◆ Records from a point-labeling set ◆
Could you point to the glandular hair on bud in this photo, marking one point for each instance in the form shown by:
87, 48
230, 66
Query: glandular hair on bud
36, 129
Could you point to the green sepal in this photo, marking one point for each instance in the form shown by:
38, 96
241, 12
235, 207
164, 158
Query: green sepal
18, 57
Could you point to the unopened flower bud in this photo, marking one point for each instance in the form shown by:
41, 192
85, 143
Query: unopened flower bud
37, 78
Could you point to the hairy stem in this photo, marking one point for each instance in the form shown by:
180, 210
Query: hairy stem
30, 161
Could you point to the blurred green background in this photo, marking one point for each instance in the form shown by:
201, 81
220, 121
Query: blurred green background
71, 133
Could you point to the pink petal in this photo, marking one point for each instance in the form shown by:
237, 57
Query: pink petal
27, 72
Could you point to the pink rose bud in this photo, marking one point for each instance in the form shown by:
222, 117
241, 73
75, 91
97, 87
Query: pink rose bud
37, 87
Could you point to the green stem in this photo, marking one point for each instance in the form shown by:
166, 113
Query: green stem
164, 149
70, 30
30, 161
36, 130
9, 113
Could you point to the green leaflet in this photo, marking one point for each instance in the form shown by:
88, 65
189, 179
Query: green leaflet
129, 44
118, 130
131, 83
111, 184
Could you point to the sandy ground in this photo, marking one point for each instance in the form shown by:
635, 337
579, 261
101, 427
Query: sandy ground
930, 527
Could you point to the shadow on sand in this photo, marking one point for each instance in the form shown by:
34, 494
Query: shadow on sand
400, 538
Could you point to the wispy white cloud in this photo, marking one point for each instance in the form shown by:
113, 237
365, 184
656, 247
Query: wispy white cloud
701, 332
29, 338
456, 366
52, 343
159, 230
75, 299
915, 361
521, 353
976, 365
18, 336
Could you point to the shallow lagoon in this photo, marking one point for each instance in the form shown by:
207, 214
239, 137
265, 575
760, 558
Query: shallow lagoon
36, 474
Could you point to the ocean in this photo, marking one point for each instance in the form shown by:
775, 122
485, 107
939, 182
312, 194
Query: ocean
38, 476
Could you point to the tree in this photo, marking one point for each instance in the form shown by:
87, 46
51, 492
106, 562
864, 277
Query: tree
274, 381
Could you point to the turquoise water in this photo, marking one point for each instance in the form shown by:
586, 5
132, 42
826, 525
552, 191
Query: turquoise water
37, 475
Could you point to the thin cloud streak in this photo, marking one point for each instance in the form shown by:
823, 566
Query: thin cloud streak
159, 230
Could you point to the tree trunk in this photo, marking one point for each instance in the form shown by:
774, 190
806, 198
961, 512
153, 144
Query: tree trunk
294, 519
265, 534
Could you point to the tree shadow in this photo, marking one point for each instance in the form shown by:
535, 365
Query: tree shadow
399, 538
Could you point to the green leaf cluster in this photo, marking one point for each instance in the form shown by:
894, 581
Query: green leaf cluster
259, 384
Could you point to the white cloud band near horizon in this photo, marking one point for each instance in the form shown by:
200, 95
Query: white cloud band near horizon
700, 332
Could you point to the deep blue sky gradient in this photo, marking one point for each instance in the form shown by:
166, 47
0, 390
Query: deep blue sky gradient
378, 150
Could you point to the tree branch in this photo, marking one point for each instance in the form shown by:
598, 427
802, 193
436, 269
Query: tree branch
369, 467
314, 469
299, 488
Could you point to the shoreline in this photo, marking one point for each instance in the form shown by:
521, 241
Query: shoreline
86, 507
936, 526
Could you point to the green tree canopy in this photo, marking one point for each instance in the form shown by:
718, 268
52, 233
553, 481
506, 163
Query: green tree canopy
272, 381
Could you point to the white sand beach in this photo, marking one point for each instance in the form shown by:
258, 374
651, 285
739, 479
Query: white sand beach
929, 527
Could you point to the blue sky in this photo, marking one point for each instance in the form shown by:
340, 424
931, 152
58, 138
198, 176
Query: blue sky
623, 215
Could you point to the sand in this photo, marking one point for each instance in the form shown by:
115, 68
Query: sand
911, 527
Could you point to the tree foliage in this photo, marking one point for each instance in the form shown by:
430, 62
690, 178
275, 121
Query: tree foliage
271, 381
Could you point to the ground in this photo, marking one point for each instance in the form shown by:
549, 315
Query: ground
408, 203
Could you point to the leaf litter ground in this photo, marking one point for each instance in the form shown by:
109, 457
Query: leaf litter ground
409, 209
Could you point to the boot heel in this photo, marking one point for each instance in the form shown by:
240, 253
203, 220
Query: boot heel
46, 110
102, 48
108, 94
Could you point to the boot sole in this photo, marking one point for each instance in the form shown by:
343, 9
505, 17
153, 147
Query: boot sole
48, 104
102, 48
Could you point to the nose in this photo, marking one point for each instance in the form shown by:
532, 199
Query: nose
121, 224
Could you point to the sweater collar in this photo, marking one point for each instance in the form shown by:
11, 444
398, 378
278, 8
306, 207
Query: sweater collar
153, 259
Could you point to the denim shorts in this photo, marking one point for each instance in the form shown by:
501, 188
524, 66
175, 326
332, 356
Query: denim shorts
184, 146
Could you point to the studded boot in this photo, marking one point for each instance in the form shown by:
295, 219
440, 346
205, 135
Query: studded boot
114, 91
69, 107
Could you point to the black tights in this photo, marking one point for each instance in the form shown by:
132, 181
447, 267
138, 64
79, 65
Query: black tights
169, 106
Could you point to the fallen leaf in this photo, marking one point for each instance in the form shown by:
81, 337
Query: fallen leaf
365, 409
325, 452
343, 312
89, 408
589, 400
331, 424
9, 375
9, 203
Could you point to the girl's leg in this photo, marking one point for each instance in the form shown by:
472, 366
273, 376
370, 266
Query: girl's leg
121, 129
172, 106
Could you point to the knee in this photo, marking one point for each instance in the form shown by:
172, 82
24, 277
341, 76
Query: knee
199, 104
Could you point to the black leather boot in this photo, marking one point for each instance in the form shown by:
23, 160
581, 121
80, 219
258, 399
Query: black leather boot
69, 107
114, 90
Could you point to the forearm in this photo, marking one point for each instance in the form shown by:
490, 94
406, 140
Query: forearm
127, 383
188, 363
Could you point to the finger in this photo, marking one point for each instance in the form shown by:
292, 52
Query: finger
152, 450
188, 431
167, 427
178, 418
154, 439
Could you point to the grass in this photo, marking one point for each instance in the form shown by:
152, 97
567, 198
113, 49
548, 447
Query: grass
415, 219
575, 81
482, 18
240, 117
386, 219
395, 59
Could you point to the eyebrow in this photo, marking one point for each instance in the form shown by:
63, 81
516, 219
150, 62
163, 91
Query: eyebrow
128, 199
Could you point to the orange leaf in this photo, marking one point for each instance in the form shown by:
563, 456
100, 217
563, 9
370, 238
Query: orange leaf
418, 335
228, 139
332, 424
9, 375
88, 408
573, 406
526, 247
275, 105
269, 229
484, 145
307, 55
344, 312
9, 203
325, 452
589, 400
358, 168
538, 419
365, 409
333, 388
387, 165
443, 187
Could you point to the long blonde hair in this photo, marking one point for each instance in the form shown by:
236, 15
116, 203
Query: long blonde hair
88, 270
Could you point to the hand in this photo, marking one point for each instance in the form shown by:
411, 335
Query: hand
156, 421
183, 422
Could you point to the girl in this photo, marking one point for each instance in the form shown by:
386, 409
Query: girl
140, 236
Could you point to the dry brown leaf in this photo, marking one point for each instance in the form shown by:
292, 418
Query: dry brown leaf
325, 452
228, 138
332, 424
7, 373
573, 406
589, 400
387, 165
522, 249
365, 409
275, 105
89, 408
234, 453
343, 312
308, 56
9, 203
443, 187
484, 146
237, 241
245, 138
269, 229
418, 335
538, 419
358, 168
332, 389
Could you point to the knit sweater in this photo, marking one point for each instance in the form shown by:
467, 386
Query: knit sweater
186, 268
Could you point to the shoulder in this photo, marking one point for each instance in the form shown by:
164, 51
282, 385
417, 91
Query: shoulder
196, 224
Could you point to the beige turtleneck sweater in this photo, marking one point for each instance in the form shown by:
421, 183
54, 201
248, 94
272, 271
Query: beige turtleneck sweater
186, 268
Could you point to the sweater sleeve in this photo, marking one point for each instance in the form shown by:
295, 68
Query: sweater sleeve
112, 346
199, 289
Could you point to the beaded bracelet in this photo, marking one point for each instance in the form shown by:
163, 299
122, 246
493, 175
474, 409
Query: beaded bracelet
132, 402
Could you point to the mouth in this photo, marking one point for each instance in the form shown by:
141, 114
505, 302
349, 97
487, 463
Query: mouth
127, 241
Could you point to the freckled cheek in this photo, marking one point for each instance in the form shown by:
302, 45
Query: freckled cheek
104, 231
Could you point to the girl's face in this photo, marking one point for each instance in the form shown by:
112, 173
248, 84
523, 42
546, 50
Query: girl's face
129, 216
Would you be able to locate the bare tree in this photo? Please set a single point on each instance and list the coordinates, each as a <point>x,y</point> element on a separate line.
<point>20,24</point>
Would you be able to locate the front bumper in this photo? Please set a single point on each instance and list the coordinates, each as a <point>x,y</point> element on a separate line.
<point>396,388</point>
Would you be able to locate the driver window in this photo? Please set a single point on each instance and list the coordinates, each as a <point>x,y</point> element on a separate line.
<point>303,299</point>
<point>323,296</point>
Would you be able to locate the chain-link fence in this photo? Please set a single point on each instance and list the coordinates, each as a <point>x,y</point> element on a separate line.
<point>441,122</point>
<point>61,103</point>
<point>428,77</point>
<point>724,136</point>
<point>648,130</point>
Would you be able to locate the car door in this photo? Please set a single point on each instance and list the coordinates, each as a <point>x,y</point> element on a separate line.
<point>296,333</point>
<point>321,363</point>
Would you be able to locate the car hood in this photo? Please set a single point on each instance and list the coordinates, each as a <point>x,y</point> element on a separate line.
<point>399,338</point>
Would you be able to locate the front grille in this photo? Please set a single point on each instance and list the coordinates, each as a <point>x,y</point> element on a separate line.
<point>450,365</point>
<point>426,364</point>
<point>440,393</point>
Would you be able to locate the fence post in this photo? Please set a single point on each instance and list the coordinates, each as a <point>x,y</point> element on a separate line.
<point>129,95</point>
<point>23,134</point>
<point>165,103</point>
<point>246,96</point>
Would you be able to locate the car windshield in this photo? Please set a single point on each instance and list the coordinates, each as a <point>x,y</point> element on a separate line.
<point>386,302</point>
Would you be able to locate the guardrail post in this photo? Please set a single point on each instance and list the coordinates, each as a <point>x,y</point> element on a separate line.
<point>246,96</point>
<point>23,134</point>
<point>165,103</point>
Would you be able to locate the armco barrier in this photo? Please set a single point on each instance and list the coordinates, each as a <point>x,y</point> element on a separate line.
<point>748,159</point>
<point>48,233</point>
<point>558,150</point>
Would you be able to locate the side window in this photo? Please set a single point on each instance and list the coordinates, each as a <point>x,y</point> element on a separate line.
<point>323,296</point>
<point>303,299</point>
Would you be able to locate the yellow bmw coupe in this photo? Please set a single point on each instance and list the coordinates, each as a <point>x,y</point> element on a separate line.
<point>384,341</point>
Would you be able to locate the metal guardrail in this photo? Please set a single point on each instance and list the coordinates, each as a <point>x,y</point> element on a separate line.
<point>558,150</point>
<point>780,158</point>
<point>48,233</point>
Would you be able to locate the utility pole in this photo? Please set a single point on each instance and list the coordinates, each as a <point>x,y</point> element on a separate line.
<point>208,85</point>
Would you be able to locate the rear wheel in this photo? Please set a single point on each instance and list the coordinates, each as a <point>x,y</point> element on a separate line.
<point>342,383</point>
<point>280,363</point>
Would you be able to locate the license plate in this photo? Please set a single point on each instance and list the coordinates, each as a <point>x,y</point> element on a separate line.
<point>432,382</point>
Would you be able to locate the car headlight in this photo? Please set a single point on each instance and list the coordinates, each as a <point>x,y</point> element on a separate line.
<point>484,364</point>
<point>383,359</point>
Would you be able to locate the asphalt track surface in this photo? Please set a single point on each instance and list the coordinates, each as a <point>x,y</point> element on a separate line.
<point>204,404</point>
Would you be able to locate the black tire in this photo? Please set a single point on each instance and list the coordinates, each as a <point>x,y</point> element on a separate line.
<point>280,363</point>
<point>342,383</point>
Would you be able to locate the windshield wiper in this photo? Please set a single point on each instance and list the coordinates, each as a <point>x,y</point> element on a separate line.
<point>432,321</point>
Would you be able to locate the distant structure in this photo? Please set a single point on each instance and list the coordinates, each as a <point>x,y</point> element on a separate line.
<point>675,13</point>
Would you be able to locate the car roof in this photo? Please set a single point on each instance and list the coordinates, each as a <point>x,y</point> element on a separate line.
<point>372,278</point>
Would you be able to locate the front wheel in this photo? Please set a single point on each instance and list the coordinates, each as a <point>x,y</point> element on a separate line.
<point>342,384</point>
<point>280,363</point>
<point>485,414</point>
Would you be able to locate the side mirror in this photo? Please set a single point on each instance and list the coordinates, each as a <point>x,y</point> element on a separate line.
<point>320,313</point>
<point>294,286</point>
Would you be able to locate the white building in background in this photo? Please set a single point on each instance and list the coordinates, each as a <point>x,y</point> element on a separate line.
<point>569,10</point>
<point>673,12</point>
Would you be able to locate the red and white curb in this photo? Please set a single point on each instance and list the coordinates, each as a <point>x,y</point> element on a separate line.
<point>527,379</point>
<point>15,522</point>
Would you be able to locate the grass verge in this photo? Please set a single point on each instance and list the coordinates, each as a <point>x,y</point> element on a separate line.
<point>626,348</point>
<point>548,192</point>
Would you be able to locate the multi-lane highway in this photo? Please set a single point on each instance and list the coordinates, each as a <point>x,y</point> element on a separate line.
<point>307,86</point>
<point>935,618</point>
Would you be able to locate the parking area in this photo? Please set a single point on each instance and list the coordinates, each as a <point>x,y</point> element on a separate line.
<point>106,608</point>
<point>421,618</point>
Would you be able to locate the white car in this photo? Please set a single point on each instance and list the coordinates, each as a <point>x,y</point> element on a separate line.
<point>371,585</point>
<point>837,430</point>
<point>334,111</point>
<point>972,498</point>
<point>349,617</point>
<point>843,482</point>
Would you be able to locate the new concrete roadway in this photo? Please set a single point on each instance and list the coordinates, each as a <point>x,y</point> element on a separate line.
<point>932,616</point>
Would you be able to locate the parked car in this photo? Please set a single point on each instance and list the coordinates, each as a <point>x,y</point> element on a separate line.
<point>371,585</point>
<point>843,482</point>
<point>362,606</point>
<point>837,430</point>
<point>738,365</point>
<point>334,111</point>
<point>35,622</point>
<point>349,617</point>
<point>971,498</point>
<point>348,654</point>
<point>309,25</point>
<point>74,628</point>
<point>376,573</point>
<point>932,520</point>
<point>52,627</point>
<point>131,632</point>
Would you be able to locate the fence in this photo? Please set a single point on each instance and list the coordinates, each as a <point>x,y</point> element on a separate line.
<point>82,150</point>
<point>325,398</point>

◆ YOUR GOAL ◆
Please copy the lines between the one containing "Would you be able to locate the front grille" and the one containing "<point>440,393</point>", inclusive, reproducing them without any changes.

◆ RESPONSE TO THIS TASK ◆
Would you be able to locate the front grille in this photo? Please set a single point on each instance and list the coordinates, each as a <point>x,y</point> element on a separate line.
<point>450,365</point>
<point>426,364</point>
<point>440,393</point>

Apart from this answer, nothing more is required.